REQUIRED WORK — Please copy out the lines in the entries that contain "ornament".
____
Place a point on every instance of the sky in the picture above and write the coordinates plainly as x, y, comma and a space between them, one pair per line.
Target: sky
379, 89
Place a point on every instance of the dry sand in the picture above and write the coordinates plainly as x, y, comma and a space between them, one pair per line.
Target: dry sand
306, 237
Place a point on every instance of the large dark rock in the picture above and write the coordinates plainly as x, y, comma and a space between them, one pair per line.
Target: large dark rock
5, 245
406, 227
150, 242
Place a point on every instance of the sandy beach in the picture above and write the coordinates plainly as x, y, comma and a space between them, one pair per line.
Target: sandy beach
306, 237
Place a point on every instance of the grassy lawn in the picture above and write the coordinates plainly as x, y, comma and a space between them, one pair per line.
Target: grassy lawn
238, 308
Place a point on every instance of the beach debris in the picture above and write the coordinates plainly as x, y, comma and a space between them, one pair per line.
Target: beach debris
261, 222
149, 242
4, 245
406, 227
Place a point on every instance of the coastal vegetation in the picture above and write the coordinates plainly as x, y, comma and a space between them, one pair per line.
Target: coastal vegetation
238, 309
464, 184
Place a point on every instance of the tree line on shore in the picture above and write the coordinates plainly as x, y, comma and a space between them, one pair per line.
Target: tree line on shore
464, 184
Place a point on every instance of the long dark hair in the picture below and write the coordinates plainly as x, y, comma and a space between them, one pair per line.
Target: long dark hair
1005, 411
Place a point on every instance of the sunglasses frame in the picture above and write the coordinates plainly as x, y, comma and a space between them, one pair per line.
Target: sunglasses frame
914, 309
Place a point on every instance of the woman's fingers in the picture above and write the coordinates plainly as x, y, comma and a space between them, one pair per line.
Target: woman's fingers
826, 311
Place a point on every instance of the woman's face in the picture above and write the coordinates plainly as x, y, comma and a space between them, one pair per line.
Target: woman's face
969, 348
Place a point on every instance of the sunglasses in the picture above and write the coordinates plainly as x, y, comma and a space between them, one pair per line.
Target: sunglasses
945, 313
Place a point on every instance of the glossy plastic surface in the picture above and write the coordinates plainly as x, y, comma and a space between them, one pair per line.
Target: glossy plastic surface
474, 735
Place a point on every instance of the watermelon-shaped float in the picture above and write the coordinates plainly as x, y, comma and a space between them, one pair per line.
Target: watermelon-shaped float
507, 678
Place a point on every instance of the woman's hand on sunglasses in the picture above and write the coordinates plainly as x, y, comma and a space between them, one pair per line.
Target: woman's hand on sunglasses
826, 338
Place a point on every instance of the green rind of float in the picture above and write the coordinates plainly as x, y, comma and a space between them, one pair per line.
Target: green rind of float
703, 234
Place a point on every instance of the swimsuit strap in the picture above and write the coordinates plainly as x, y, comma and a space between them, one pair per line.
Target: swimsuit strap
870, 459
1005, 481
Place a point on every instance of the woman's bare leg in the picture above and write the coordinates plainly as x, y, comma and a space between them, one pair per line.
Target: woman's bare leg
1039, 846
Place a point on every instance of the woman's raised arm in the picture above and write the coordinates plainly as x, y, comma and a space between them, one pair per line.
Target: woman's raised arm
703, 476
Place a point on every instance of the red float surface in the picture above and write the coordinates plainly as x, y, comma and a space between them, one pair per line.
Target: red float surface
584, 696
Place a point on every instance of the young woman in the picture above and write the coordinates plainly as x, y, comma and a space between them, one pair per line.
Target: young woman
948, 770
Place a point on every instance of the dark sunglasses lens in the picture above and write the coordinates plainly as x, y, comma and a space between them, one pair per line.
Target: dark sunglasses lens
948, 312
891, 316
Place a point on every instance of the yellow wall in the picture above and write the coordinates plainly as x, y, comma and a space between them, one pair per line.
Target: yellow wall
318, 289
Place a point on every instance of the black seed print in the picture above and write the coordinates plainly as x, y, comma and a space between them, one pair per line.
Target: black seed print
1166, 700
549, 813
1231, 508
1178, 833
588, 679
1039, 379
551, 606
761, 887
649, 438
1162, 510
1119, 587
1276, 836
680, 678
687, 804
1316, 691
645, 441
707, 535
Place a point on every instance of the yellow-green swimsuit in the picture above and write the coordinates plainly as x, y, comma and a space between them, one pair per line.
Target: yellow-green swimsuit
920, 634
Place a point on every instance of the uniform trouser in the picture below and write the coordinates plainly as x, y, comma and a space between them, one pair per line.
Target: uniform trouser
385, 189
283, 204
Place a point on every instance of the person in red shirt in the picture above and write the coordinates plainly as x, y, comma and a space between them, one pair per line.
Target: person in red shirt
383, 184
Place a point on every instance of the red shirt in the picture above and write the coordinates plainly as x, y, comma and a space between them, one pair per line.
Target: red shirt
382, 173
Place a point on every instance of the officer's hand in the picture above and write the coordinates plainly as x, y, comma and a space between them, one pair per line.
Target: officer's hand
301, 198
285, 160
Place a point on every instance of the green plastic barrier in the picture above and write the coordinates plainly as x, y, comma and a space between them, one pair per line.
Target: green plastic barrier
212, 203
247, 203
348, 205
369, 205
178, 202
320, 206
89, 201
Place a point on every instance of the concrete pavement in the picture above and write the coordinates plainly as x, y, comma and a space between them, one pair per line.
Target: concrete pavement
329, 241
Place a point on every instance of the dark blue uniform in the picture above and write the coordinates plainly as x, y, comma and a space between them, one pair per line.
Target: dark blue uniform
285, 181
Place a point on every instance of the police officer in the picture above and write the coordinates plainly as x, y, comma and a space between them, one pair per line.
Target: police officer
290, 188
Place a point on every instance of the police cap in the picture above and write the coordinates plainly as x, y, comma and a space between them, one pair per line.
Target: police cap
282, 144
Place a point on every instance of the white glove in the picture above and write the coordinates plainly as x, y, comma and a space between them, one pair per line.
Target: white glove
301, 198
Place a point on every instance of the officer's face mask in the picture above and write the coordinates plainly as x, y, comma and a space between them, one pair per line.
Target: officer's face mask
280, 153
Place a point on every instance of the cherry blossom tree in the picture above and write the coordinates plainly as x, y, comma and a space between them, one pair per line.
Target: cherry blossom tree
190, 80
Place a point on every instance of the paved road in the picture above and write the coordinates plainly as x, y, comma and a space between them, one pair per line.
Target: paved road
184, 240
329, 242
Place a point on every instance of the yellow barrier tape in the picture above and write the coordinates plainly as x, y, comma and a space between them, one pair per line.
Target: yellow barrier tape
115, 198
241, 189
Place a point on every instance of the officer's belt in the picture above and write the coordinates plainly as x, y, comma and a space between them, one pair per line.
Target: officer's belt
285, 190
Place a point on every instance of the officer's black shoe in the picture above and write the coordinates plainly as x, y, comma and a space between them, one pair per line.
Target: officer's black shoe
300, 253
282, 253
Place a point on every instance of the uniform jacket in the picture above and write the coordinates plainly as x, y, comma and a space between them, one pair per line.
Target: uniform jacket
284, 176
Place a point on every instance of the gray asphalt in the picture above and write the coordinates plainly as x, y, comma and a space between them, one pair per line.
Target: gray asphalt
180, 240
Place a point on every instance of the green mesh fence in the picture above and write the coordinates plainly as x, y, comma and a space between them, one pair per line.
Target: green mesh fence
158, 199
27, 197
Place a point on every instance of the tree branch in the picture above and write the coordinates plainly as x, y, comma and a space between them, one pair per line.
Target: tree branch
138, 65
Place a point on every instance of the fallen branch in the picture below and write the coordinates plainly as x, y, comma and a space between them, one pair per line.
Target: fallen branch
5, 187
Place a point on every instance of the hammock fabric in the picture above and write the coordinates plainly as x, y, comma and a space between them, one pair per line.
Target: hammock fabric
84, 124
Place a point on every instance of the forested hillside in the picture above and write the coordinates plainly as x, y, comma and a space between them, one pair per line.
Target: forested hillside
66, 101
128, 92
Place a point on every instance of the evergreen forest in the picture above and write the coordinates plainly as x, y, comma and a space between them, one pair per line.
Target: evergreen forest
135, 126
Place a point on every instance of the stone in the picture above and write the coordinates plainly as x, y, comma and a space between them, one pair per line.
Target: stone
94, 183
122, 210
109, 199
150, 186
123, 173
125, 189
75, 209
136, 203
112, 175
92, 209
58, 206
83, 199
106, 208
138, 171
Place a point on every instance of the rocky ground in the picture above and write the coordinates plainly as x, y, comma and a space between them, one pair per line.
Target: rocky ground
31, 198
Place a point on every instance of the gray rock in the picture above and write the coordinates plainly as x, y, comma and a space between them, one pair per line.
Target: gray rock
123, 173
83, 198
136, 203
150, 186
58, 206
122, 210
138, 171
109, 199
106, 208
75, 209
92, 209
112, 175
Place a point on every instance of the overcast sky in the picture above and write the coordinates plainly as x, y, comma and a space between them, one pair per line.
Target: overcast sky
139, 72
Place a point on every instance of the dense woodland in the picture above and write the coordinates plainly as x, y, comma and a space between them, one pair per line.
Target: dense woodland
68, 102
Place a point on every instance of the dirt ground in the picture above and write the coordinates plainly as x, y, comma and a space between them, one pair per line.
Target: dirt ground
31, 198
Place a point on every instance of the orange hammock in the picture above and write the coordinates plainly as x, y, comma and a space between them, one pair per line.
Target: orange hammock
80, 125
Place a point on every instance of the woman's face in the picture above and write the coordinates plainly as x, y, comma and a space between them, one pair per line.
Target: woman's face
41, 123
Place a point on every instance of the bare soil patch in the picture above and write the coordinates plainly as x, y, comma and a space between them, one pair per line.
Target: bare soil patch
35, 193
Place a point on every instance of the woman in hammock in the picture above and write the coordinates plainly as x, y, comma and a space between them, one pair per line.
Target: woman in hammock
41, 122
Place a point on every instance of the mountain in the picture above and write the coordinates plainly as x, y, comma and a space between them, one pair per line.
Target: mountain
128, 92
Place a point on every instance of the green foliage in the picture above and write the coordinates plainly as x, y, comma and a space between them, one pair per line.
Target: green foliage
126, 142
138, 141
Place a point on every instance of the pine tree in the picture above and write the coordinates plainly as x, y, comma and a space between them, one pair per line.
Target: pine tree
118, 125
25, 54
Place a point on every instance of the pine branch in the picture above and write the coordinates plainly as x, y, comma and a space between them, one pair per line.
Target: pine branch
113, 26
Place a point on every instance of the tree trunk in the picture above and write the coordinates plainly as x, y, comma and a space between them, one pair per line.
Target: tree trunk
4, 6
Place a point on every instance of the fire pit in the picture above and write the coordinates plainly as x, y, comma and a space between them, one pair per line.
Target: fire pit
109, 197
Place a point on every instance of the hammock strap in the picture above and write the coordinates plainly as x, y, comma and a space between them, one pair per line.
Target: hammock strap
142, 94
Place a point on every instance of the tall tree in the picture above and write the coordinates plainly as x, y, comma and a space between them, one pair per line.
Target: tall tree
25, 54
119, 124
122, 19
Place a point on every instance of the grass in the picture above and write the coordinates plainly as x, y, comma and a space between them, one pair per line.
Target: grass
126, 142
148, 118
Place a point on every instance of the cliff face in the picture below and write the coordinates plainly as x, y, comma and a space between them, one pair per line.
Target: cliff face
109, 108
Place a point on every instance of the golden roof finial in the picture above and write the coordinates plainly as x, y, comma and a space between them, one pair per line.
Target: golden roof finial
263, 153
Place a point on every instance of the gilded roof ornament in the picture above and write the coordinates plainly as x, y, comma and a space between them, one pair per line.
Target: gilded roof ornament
____
OUTPUT OF THE EXERCISE —
Place a point on every instance of the gilded roof ornament in the picture above and write the coordinates plainly as x, y, comma and a space between them, one pair per line.
Target: gilded roof ornament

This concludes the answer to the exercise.